- What is required -
Could you retype the entries exactly as they are?

*** Opening of Records to use ***

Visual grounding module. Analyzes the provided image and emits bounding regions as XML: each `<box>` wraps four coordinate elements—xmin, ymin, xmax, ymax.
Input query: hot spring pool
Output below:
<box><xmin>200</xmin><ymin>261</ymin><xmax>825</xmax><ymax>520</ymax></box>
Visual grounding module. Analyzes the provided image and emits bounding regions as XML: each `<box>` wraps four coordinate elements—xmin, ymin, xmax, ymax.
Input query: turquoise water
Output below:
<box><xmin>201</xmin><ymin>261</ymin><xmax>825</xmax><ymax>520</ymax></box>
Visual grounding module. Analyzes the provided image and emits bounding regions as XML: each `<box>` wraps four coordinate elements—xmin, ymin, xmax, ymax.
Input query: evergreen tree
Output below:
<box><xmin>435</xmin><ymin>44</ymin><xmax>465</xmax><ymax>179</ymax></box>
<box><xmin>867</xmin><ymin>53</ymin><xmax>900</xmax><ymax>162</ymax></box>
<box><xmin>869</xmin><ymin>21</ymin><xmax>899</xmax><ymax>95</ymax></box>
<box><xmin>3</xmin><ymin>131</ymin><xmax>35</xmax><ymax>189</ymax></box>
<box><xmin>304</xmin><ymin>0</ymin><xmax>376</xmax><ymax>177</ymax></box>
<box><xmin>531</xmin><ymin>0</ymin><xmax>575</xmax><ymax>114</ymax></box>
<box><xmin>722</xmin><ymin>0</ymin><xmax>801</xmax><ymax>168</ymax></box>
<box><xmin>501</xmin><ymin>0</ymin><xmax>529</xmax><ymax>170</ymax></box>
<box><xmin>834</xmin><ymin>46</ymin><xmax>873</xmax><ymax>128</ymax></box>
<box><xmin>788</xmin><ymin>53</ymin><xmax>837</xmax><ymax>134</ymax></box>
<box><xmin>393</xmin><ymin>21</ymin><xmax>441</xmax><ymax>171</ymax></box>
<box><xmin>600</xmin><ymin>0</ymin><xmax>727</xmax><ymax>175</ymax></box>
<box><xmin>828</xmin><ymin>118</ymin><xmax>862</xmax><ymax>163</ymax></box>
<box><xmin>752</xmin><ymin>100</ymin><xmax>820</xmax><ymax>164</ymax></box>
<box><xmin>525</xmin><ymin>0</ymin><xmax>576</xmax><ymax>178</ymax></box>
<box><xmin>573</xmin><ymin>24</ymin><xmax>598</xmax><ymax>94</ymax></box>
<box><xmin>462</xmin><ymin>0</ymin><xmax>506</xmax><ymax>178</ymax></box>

*** Close of Records to use ***

- Output below -
Visual grounding module. Analyzes the provided image and emits bounding regions as XML: each `<box>` wraps four coordinate elements—xmin, ymin, xmax, ymax.
Input query: hot spring pool
Output below:
<box><xmin>200</xmin><ymin>261</ymin><xmax>825</xmax><ymax>520</ymax></box>
Visual grounding module. Analyzes the provided image and emits bounding regions as XML: each `<box>` wraps four coordinate elements—xmin, ymin, xmax, ymax.
Input query: turquoise water
Output below:
<box><xmin>201</xmin><ymin>261</ymin><xmax>825</xmax><ymax>520</ymax></box>
Visual grounding module. Analyzes the provided image and emits bounding regions as XML: each `<box>` wraps four coordinate elements—xmin, ymin, xmax, ymax.
Input query: evergreen tree
Output below:
<box><xmin>435</xmin><ymin>44</ymin><xmax>465</xmax><ymax>179</ymax></box>
<box><xmin>867</xmin><ymin>53</ymin><xmax>900</xmax><ymax>162</ymax></box>
<box><xmin>869</xmin><ymin>21</ymin><xmax>899</xmax><ymax>95</ymax></box>
<box><xmin>3</xmin><ymin>131</ymin><xmax>35</xmax><ymax>189</ymax></box>
<box><xmin>304</xmin><ymin>0</ymin><xmax>376</xmax><ymax>177</ymax></box>
<box><xmin>531</xmin><ymin>0</ymin><xmax>575</xmax><ymax>114</ymax></box>
<box><xmin>722</xmin><ymin>0</ymin><xmax>801</xmax><ymax>168</ymax></box>
<box><xmin>501</xmin><ymin>0</ymin><xmax>529</xmax><ymax>170</ymax></box>
<box><xmin>834</xmin><ymin>46</ymin><xmax>873</xmax><ymax>128</ymax></box>
<box><xmin>788</xmin><ymin>53</ymin><xmax>837</xmax><ymax>134</ymax></box>
<box><xmin>393</xmin><ymin>21</ymin><xmax>441</xmax><ymax>171</ymax></box>
<box><xmin>600</xmin><ymin>0</ymin><xmax>727</xmax><ymax>175</ymax></box>
<box><xmin>828</xmin><ymin>118</ymin><xmax>862</xmax><ymax>163</ymax></box>
<box><xmin>752</xmin><ymin>100</ymin><xmax>820</xmax><ymax>164</ymax></box>
<box><xmin>525</xmin><ymin>0</ymin><xmax>576</xmax><ymax>178</ymax></box>
<box><xmin>573</xmin><ymin>24</ymin><xmax>598</xmax><ymax>94</ymax></box>
<box><xmin>462</xmin><ymin>0</ymin><xmax>506</xmax><ymax>178</ymax></box>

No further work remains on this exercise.